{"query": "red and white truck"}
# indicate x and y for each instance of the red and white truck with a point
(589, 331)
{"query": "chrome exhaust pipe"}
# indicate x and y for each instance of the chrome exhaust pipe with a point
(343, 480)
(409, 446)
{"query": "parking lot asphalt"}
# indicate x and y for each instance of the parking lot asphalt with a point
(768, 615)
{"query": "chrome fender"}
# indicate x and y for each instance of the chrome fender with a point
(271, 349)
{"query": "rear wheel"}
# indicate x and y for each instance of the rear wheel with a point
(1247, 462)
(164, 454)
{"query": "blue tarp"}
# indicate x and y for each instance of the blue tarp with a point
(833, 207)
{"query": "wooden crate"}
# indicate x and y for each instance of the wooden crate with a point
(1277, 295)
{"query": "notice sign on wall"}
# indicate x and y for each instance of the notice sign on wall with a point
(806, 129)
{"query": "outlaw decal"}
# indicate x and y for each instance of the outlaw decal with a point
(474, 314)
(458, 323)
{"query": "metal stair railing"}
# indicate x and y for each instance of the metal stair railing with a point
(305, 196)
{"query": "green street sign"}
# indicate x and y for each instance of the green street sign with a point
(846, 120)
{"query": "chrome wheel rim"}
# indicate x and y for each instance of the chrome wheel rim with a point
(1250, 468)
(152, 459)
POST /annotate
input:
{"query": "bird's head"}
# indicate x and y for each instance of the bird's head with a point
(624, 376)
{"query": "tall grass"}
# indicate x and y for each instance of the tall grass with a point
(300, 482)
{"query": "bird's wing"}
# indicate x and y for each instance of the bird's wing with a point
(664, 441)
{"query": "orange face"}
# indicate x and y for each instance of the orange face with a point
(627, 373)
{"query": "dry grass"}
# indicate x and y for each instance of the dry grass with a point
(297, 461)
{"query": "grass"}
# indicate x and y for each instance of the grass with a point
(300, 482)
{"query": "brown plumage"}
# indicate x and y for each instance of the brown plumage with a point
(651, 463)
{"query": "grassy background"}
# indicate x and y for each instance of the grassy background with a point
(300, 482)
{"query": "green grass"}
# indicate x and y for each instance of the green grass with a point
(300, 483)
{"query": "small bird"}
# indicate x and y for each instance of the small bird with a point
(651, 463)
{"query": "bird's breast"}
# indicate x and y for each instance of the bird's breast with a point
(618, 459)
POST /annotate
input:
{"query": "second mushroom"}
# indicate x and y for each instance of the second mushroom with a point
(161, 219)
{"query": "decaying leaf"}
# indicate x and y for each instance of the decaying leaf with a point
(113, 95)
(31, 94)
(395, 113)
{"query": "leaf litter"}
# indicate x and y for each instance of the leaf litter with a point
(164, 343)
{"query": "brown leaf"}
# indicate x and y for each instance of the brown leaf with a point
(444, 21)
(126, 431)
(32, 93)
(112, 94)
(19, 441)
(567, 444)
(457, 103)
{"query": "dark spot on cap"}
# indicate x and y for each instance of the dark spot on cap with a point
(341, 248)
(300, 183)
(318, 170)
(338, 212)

YOUR OBJECTIVE: Set down the listing above in full, please, exactly as it appears.

EXERCISE OUTPUT:
{"query": "red and white truck"}
# indicate x and y for each instance of the red and white truck with a point
(589, 331)
{"query": "chrome exhaust pipe"}
# indicate x and y for each instance of the chrome exhaust pipe with a point
(343, 480)
(409, 446)
{"query": "parking lot asphalt"}
# indicate x and y for each instance of the parking lot asphalt with a point
(768, 615)
{"query": "chrome fender"}
# indicate x and y for each instance of the chrome fender with a point
(271, 349)
{"query": "rear wheel"}
# indicate x and y for each instance of the rear wheel with a point
(1247, 462)
(164, 454)
{"query": "blue tarp"}
# indicate x and y for each instance of the blue tarp with a point
(833, 207)
{"query": "wooden crate"}
# indicate x and y for each instance of the wooden crate with a point
(1277, 295)
{"query": "notice sign on wall"}
# indicate x and y for each instance of the notice sign on wall with a point
(806, 129)
{"query": "outlaw decal"}
# indicate x and y for each instance of the outlaw decal with a point
(474, 314)
(458, 323)
{"query": "metal stair railing"}
# indicate x and y for each instance of the metal stair railing with a point
(305, 196)
{"query": "green street sign"}
# indicate x and y for each instance of the green street sign with a point
(846, 120)
{"query": "chrome wheel rim"}
# indicate x and y for each instance of the chrome wheel rim with a point
(1250, 468)
(152, 459)
POST /annotate
input:
{"query": "bird's head"}
# indicate x and y for each instance of the bird's head with a point
(624, 376)
{"query": "tall grass"}
# indicate x and y for each instance of the tall grass with a point
(300, 482)
{"query": "bird's wing"}
# indicate x and y for each instance of the bird's wing with a point
(664, 441)
{"query": "orange face"}
# indicate x and y for each instance of the orange face with a point
(627, 373)
{"query": "dry grass"}
# indicate x and y for each instance of the dry grass with a point
(297, 461)
{"query": "grass"}
# indicate x and y for each instance of the grass with a point
(300, 482)
{"query": "brown plumage"}
# indicate x and y for each instance of the brown plumage with a point
(651, 463)
{"query": "grassy background"}
# indicate x and y for each instance of the grassy background with a point
(300, 482)
{"query": "green grass"}
# indicate x and y for each instance of the green grass with a point
(300, 483)
{"query": "small bird"}
# indicate x and y for each instance of the small bird with a point
(651, 463)
{"query": "bird's breast"}
# indicate x and y for each instance of the bird's breast with a point
(618, 459)
POST /annotate
input:
{"query": "second mushroom"}
# indicate x and y for each instance of the second mushroom with a point
(161, 219)
{"query": "decaying leaf"}
# indicate x and y for each instance of the decaying leaf with a point
(113, 95)
(31, 94)
(395, 113)
{"query": "leaf litter"}
# indicate x and y for each instance of the leaf litter with a point
(164, 343)
{"query": "brown leaf"}
# indicate x and y for each instance of the brown leaf with a point
(444, 21)
(126, 431)
(32, 93)
(112, 94)
(19, 441)
(567, 444)
(457, 103)
{"query": "dark spot on cap"}
# indicate x and y for each instance of the dark spot on cap with a point
(341, 248)
(300, 183)
(318, 170)
(338, 212)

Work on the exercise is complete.